__Extracto del documento__:
Cuentan que una tarde de octubre de 1964, mientras el General de Gaulle caminaba por las calles de Buenos Aires, uno de los integrantes de la delegación de aquella visita oficial murmuró en voz alta: “Esta ciudad es la capital de un imperio que nunca existió”. Esa voz era, nada menos, que la de André Malraux.
Buenos Aires siempre ha hecho suspirar a los poetas y avivar la vena literaria de los novelistas. Borges la juzgaba eterna, como el agua y el aire, y Marechal, que le tomó el pulso como pocos, descifró el enigma de su nostalgia: “El que no ha escuchado la voz del río no comprenderá nunca la tristeza de Buenos Aires. ¡Es la tristeza del barro que pide un alma!”. Buenos Aires, mixtura de luz y de ocaso, de glamour y de suburbio, fue en un momento, la capital literaria de América del Sur, no sólo por la calidad de sus escritores, sino también por sus librerías, pequeños refugios que, en vecindad de sangre con la Avenida Corrientes, jamás dormían. De todo aquello han quedado algunas pálidas sombras. Las nuevas librerías porteñas, en su inmensa mayoría, viven presas de todo un mercado editorial que impone, a fuerza de marketing, todo aquello que “debe” leerse. Por ejemplo, las librerías más importantes poseen un sector privilegiado en sus vidrieras, bien iluminado y siempre “plumereado”, dedicado a la literatura feminista. Allí relucen los libros de Simone de Beauvoir, Judith Butler y Dora Barrancos, entre otros. Nada nos asombra, ya lo he dicho alguna vez, así es la moda, prima hermana de la muerte.

__Entradas de datos__:
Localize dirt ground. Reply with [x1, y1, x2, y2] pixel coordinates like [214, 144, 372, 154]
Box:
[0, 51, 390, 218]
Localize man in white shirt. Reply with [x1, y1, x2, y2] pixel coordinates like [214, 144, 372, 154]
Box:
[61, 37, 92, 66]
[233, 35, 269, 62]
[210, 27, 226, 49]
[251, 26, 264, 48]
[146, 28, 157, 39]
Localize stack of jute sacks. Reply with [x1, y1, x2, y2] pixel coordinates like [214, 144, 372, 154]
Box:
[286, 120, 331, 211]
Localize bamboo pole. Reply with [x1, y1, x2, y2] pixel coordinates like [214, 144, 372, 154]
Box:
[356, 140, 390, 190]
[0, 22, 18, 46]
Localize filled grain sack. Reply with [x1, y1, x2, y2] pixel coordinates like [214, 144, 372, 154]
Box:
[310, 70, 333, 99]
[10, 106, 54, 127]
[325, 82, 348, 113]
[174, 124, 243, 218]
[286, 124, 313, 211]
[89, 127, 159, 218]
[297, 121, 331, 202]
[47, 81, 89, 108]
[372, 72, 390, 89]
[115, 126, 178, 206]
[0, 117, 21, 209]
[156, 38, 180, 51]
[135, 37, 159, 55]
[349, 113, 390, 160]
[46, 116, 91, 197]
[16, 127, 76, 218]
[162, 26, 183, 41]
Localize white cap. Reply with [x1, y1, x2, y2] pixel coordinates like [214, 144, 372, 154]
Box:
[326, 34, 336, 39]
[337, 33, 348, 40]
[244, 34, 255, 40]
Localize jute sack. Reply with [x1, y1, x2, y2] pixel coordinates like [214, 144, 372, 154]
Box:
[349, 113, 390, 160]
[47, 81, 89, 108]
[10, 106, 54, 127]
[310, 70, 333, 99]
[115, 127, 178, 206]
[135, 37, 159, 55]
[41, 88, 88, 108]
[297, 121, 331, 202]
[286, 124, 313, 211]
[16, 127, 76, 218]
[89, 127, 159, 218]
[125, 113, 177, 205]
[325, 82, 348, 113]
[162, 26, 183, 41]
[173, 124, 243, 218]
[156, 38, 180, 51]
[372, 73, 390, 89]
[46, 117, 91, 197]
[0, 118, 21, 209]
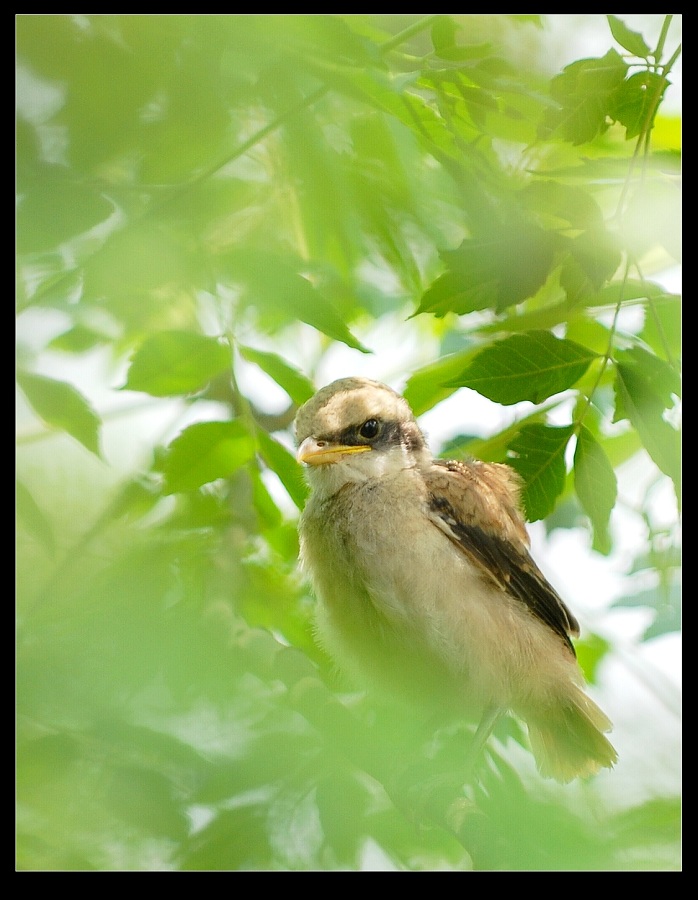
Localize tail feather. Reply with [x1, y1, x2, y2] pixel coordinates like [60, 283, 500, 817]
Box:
[524, 691, 618, 782]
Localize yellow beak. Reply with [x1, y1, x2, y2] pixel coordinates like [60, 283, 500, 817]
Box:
[296, 437, 371, 466]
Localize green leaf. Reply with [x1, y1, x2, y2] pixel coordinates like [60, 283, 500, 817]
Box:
[122, 331, 230, 397]
[403, 347, 477, 416]
[507, 423, 574, 522]
[162, 419, 256, 494]
[257, 428, 308, 509]
[238, 345, 315, 406]
[574, 634, 611, 684]
[614, 351, 681, 496]
[17, 372, 101, 457]
[431, 16, 459, 54]
[415, 222, 559, 315]
[539, 50, 628, 145]
[48, 324, 111, 353]
[227, 249, 370, 353]
[560, 228, 621, 302]
[614, 347, 681, 406]
[611, 584, 681, 640]
[446, 331, 598, 406]
[608, 72, 669, 140]
[519, 180, 603, 228]
[15, 481, 56, 555]
[574, 426, 618, 553]
[606, 16, 650, 59]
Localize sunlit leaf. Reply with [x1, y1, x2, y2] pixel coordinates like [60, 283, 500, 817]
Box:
[540, 50, 628, 145]
[162, 420, 256, 494]
[15, 481, 56, 553]
[507, 423, 574, 522]
[614, 363, 681, 492]
[417, 223, 559, 315]
[227, 249, 369, 353]
[574, 634, 613, 684]
[257, 428, 308, 509]
[404, 347, 477, 416]
[17, 372, 101, 456]
[123, 331, 231, 397]
[608, 72, 668, 140]
[606, 16, 650, 59]
[574, 426, 618, 553]
[447, 331, 597, 405]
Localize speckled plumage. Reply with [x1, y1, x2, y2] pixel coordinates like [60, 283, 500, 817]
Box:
[295, 378, 616, 781]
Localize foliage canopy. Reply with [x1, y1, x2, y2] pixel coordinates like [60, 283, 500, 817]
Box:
[16, 14, 681, 870]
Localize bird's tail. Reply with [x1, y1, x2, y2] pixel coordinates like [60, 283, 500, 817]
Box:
[524, 690, 618, 782]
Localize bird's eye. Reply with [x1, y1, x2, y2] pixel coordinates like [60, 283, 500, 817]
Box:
[359, 419, 378, 440]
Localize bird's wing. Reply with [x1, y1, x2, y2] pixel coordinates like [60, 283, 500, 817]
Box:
[424, 460, 579, 652]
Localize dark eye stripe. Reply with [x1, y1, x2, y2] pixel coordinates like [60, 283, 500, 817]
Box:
[359, 419, 380, 441]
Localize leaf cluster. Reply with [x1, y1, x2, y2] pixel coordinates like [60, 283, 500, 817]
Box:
[16, 14, 681, 869]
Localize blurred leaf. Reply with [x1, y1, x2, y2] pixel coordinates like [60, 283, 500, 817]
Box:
[403, 347, 478, 416]
[17, 372, 101, 456]
[519, 180, 603, 228]
[539, 50, 628, 145]
[606, 16, 650, 59]
[15, 481, 56, 555]
[122, 331, 231, 397]
[431, 16, 459, 53]
[608, 72, 668, 140]
[574, 426, 618, 553]
[574, 634, 612, 684]
[415, 223, 559, 316]
[560, 228, 621, 300]
[614, 348, 681, 494]
[611, 583, 681, 641]
[257, 428, 308, 509]
[162, 419, 256, 494]
[17, 155, 114, 253]
[48, 324, 111, 353]
[228, 249, 370, 353]
[238, 345, 315, 406]
[447, 331, 597, 405]
[507, 423, 574, 522]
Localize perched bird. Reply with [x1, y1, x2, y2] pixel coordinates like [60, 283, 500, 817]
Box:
[295, 378, 617, 782]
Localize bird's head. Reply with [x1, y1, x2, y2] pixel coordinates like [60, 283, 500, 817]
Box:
[295, 378, 428, 495]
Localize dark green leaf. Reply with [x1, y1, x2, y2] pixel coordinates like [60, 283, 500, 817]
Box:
[540, 50, 628, 145]
[238, 346, 315, 406]
[162, 420, 256, 494]
[606, 16, 650, 59]
[445, 331, 598, 405]
[17, 372, 101, 456]
[507, 423, 574, 522]
[123, 331, 230, 397]
[574, 426, 618, 553]
[616, 347, 681, 406]
[614, 350, 681, 495]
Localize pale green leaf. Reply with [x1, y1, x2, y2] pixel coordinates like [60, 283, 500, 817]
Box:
[162, 419, 256, 494]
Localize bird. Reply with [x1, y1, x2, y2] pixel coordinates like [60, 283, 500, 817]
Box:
[294, 377, 618, 783]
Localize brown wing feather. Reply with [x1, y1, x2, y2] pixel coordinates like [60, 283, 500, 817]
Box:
[425, 460, 579, 652]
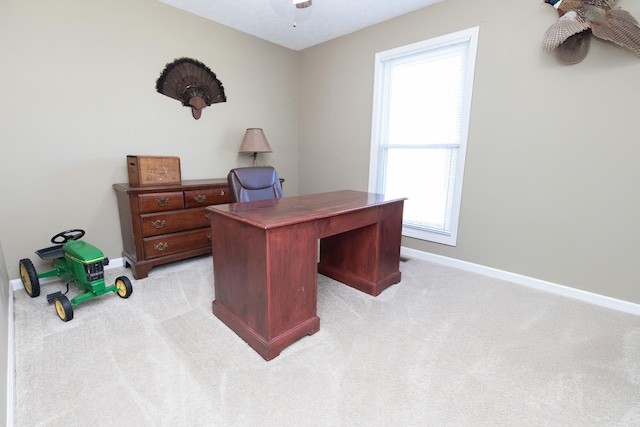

__Tareas del ejercicio__:
1. Reproduzca fielmente, del texto sobre Buenos Aires, todo lo que va desde "Cuentan que una" hasta "de André Malraux.".
2. Prosiga la redacción del texto sobre Buenos Aires a partir del punto en que termina.

__Resultados esperados__:
1.
Cuentan que una tarde de octubre de 1964, mientras el General de Gaulle caminaba por las calles de Buenos Aires, uno de los integrantes de la delegación de aquella visita oficial murmuró en voz alta: “Esta ciudad es la capital de un imperio que nunca existió”. Esa voz era, nada menos, que la de André Malraux.

2.
Mientras estos panfletos llegan de a poco a la mesa de saldos, creemos importante reivindicar a las grandes mujeres que han pensado seria y profundamente las coyunturas de su tiempo y más allá. Tres figuras femeninas esplenden en la literatura filosófica del siglo XX, las tres de origen judío, dos conversas y cuarto. La primera de ellas es Edith Stein, secretaria de Edmund Husserl en sus comienzos, doctora en filosofía, mártir en la entrega final de Auschwitz y Patrona de Europa para siempre. El segundo nombre importante es el de Simone Weil, mujer de inmensas agallas, talento literario y místico, de alto vuelo. El tercer nombre es el de Hannah Arendt, ni santa ni mística, pero sí mujer de gran enjundia filosófica que nos merece una demora. Pivotando en algunos de sus conceptos, nos sumergimos de lleno en el núcleo de esta meditación.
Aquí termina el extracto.